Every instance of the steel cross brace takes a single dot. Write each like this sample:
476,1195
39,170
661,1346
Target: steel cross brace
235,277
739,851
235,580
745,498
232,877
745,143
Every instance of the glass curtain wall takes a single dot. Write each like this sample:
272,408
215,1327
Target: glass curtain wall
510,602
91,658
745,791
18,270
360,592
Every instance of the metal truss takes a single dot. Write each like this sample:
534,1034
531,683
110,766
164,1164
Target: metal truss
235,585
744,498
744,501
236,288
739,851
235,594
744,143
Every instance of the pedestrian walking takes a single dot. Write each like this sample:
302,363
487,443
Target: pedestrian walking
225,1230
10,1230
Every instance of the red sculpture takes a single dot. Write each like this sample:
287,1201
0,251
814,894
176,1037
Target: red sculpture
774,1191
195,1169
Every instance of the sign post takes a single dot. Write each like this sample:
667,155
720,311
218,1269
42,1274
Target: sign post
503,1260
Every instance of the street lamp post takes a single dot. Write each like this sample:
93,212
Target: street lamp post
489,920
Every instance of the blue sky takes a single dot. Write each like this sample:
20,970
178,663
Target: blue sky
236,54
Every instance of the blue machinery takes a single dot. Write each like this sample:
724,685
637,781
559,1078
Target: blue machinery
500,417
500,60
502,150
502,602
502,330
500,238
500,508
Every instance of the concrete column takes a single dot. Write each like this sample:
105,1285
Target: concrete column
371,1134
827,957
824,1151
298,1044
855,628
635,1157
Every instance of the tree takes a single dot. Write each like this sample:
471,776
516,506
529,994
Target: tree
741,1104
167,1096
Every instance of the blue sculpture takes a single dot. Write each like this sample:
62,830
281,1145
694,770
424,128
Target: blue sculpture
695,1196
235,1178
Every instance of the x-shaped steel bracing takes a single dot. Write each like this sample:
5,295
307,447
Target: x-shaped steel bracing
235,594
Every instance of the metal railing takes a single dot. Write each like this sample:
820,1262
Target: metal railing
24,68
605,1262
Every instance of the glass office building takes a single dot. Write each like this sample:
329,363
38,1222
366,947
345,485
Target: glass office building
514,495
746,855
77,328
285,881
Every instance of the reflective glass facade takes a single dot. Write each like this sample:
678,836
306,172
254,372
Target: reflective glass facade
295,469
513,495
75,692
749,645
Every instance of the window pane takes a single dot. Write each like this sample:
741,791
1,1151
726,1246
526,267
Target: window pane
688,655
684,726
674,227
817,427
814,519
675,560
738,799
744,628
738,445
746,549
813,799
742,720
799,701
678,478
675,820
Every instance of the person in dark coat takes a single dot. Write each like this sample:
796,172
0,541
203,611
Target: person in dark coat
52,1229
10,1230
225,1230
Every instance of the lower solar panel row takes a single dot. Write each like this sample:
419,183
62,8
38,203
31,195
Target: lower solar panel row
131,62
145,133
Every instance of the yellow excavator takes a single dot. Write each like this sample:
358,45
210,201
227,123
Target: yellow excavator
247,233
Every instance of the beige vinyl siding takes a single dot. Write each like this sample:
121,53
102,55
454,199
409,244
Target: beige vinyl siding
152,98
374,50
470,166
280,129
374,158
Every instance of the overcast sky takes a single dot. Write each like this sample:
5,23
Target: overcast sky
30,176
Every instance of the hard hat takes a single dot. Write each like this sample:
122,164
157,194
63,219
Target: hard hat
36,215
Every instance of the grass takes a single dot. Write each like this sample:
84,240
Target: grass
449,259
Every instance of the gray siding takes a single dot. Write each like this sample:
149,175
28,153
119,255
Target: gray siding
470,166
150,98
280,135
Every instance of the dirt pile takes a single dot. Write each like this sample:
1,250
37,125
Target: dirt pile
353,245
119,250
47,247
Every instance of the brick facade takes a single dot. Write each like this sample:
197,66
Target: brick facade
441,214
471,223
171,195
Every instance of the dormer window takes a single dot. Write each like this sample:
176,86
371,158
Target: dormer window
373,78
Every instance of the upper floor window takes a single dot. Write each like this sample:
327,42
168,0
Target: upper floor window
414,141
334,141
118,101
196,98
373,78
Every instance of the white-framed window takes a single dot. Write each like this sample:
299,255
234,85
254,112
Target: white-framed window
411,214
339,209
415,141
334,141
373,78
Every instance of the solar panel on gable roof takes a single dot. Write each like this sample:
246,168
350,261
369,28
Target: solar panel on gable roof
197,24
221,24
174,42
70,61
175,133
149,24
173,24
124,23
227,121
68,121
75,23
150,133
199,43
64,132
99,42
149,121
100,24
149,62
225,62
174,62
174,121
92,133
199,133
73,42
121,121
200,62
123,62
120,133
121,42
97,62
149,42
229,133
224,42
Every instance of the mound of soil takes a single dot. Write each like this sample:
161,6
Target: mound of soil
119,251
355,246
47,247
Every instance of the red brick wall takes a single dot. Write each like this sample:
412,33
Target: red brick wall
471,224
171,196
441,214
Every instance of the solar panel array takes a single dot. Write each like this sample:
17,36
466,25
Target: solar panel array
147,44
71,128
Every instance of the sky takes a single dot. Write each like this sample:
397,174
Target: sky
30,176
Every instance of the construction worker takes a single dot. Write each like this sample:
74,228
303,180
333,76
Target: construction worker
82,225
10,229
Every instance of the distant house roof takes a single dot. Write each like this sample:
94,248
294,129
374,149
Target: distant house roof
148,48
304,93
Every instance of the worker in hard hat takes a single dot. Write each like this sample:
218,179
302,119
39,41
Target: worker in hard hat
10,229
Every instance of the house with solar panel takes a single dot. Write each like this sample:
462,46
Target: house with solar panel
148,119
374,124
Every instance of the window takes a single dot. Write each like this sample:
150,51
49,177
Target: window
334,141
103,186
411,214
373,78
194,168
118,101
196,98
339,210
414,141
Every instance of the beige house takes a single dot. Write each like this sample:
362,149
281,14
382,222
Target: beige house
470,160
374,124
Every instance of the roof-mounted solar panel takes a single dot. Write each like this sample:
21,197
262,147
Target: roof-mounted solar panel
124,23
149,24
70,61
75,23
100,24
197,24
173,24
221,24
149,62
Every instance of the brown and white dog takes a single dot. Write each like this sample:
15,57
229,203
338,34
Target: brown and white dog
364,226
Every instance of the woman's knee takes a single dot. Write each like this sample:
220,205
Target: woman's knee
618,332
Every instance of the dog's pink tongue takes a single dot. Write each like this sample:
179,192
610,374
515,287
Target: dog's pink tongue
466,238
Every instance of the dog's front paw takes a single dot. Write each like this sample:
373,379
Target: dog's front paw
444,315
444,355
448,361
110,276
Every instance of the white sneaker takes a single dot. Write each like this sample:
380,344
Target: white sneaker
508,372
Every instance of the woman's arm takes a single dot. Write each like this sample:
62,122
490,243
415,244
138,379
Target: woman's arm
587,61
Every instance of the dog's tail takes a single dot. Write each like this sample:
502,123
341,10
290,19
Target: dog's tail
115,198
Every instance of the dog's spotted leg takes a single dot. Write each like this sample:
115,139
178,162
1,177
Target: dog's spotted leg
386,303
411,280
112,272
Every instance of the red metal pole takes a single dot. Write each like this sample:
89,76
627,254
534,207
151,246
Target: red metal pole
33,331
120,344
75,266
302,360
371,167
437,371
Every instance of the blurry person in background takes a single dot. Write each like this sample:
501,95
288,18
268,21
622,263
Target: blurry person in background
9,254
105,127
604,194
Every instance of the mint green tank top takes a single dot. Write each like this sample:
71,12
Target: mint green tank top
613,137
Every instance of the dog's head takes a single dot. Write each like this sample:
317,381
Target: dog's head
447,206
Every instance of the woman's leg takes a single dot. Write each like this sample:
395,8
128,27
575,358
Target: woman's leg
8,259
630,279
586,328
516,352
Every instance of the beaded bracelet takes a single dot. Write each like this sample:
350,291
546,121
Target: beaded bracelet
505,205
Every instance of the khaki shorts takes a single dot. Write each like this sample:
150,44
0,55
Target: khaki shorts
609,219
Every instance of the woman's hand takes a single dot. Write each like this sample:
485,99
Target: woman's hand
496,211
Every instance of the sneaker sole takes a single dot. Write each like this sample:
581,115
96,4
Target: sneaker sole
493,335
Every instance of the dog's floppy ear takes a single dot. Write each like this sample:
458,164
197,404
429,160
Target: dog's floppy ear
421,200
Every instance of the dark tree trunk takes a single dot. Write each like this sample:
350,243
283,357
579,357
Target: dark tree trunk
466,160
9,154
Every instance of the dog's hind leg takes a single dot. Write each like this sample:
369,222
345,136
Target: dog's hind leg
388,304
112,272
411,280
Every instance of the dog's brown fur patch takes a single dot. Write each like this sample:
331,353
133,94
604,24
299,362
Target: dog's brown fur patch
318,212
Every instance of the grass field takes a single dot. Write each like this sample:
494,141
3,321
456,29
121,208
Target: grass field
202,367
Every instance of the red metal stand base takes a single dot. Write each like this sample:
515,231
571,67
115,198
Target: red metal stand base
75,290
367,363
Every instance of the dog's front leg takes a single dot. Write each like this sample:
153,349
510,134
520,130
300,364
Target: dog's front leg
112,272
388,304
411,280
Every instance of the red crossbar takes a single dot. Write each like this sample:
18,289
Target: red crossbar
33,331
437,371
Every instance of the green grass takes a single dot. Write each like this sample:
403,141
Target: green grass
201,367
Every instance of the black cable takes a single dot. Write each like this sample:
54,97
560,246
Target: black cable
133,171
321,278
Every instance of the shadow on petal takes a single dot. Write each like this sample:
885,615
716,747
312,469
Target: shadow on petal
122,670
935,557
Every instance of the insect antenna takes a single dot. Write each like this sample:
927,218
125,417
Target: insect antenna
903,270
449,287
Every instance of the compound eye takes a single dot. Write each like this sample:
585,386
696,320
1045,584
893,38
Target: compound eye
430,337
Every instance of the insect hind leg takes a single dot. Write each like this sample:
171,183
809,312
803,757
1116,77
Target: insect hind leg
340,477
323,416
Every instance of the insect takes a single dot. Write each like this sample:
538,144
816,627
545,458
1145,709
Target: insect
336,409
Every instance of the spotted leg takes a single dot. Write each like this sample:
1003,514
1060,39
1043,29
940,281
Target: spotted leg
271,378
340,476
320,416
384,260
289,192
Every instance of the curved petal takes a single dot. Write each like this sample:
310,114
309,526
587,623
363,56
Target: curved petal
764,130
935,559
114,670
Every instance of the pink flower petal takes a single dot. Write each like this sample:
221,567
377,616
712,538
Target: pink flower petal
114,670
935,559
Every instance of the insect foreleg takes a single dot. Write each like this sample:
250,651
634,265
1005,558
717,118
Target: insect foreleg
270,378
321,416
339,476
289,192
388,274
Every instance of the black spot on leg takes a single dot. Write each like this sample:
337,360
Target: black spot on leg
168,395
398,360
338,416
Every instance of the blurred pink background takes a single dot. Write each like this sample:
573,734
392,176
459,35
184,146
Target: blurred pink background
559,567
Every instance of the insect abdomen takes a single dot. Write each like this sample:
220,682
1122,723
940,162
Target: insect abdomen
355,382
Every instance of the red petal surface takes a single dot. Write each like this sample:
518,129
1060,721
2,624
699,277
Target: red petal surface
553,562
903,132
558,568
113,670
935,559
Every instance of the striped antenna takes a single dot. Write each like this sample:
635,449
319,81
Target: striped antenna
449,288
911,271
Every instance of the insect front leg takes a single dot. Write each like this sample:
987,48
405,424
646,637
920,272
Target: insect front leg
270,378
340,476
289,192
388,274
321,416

--------

§ **Short problem**
Give back exactly the lines running from the line containing "Every instance of the insect antenna" through the end of the material above, both included, and nothing beyond them.

§ **The completed task**
Every instance of the insect antenna takes a single dot. Write each like this sample:
927,218
125,417
Target: insect antenna
903,270
449,287
Every instance of the compound eye takes a single dot. Write each like this sample:
585,386
696,320
1045,584
893,38
Target: compound eye
430,337
Every instance of the insect hind leg takes a single dot. Write each like this sample:
171,183
809,312
803,757
1116,77
Target: insect hind leg
340,477
323,416
Every instance of the insect takes a single dot. Write each like this sample:
538,144
816,627
545,458
1145,709
Target: insect
336,409
Every instance of the spotted leg takes a single dot. Write each like this sample:
1003,514
1060,39
1043,29
940,281
Target: spotted leg
271,378
340,476
320,416
384,260
289,192
Every instance of the curved petal takes a single dot. Write each like this sample:
310,114
309,526
587,623
363,56
Target: curved petal
764,130
935,559
114,670
Every instance of the pink flower petal takes a single dot. Write each like this sample:
221,567
377,616
712,538
Target: pink flower petal
114,670
935,559
Every instance of the insect foreleg takes a single dot. Write each like this sample:
250,651
634,265
1005,558
717,118
Target: insect foreleg
270,378
321,416
339,476
289,192
388,274
Every instance of the black spot on leg takes a single dot. Write each like this sample:
337,360
Target: black spot on leg
168,395
398,360
338,416
Every instance of the blurred pink background takes a single dot. Write each like this sample:
573,734
392,176
459,35
184,146
Target: blurred pink background
559,567
Every instance of the insect abdomen takes a single dot. Write each like this sample:
220,682
1122,723
940,162
Target: insect abdomen
355,382
Every instance of the red petal surface takes a single dot. Write each like this sample:
518,129
1060,721
2,624
699,277
Target: red petal surface
553,562
903,132
558,568
113,670
935,559
Every instance of the striped antenna takes a single dot. Write each like this sample:
635,449
319,81
Target: striped antenna
449,288
911,271
Every instance of the insect front leg takes a single dot. Write each like this sample:
987,48
405,424
646,637
920,272
Target: insect front leg
270,378
340,476
289,192
388,274
321,416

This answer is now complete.